Excerpt from a dataset:
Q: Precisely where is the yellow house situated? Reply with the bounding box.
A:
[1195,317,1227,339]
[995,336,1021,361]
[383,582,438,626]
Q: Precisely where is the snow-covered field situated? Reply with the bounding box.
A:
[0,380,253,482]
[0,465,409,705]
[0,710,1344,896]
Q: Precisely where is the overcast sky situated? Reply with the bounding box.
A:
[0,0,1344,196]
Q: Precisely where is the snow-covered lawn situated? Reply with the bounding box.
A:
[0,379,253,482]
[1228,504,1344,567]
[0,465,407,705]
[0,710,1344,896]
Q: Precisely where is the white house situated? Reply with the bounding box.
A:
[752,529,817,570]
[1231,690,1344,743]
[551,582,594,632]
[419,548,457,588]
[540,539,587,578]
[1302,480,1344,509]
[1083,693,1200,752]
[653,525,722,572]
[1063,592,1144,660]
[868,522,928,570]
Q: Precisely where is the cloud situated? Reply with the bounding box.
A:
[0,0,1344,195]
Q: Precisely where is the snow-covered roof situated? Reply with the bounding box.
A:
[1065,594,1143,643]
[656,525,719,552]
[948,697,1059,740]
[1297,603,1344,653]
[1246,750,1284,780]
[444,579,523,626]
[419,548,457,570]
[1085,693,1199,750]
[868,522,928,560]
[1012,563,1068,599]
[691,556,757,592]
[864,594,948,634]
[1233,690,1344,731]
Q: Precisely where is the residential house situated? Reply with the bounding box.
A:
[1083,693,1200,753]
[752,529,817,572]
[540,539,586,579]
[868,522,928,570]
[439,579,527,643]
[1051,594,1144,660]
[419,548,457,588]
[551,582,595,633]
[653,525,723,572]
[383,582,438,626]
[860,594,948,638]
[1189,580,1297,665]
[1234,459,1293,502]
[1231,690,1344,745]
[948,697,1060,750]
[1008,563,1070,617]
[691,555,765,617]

* _THE PROBLEM_
Return every line of the items above that contains the string "covered".

* _RESULT OF THE TASK_
Q: Precisely where is the snow-covered field situated? Reply with the bounding box.
Q: Precisely where is the snow-covered lawn situated? Reply with the bounding box.
Q: Precisely where is the snow-covered roof situated? Reply with the bounding box.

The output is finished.